- PROBLEM TO WORK ON:
Repeat the data below verbatim, keeping every line unchanged.

-------------------------

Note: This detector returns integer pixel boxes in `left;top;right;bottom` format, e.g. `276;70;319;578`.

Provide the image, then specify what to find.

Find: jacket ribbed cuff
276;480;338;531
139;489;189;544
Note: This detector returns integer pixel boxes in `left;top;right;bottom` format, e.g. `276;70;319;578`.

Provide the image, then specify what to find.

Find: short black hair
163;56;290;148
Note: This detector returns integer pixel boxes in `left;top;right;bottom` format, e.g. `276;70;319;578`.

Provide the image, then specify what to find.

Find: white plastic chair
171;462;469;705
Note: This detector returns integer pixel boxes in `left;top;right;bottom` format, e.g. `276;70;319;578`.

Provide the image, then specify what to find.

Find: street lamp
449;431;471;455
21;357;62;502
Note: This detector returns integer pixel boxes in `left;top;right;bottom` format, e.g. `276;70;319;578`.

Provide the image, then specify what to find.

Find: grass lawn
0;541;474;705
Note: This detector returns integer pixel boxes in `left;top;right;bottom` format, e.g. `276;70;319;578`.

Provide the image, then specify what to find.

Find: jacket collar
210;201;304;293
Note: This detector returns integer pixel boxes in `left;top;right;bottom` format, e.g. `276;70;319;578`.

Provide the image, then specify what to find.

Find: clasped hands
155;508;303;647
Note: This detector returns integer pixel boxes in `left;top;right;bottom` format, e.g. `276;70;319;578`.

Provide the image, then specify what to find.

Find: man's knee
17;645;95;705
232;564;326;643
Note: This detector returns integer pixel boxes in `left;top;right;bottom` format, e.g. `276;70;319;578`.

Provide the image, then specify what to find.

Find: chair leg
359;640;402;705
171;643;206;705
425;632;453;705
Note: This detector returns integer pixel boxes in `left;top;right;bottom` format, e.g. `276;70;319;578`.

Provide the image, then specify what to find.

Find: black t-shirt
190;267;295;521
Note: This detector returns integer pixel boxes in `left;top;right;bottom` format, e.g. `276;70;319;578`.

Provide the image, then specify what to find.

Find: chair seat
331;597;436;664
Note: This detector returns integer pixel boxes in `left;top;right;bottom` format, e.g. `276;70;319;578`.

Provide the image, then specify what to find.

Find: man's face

-------------------------

- FULL RESPONSE:
Note: This detector returns integer pixel boxes in `left;top;right;bottom` format, e.g. `276;70;319;578`.

Provide the image, then specify what to find.

Find: jacket ribbed cuff
276;480;338;531
139;489;189;544
Note: This detector returns integer pixel boxes in `left;top;right;bottom` format, e.g. `276;70;319;578`.

Provide the image, then specify what to find.

Find: short black hair
163;56;290;148
Note: This detector returns integer pixel boxes in `left;top;right;bottom` format, e.g. `276;70;319;578`.

Provide the image, then specify what to find.

Find: white plastic chair
171;462;469;705
Note: This detector returns integer pixel boxes in `left;top;right;bottom` format, e.g. `276;70;319;578`.

Provide the image, then specify what to find.

Find: street lamp
449;431;471;455
21;357;62;502
Note: This detector returns integer pixel boxes in `left;top;right;bottom` format, e.g. `276;70;319;578`.

Provide the image, then specify what to find.

Find: grass lawn
0;541;474;705
Note: This detector returns integer pixel boxes in `left;top;right;bottom` format, e.g. `276;70;319;578`.

Provide the image, then specify what to find.

Find: jacket collar
210;201;304;293
Note: This detector returns integer pixel boxes in `left;top;right;bottom` format, e.g. `276;70;319;578`.

Provide the image, then specify what to find.

Find: clasped hands
155;508;303;647
Note: This detector returns integer pixel boxes in `left;top;right;bottom` format, e.g. `276;70;319;578`.

Provide the image, then specify what to find.

Find: man's knee
17;645;95;705
232;564;326;643
Note: This detector returns integer pixel boxes in `left;top;right;bottom` format, e.g. `276;70;319;578`.

Provide the image, then specify what to find.

Find: chair leg
359;640;402;705
171;643;206;705
425;632;453;705
Note: This detector returns integer pixel boxes in `left;top;right;bottom` format, e.g. `276;70;319;578`.

Provide the image, then specify what to find.

Find: black t-shirt
190;267;295;521
Note: This detector returns integer pixel boxes in `left;top;right;bottom` format, e.g. `276;70;319;578`.

Provide the image, then specify what to find.

Find: chair seat
331;597;436;664
Note: This detector returns integer pixel boxes in `left;top;right;bottom` format, e.g. `276;70;319;578`.

Provide the image, then specify what to find.

Find: man's face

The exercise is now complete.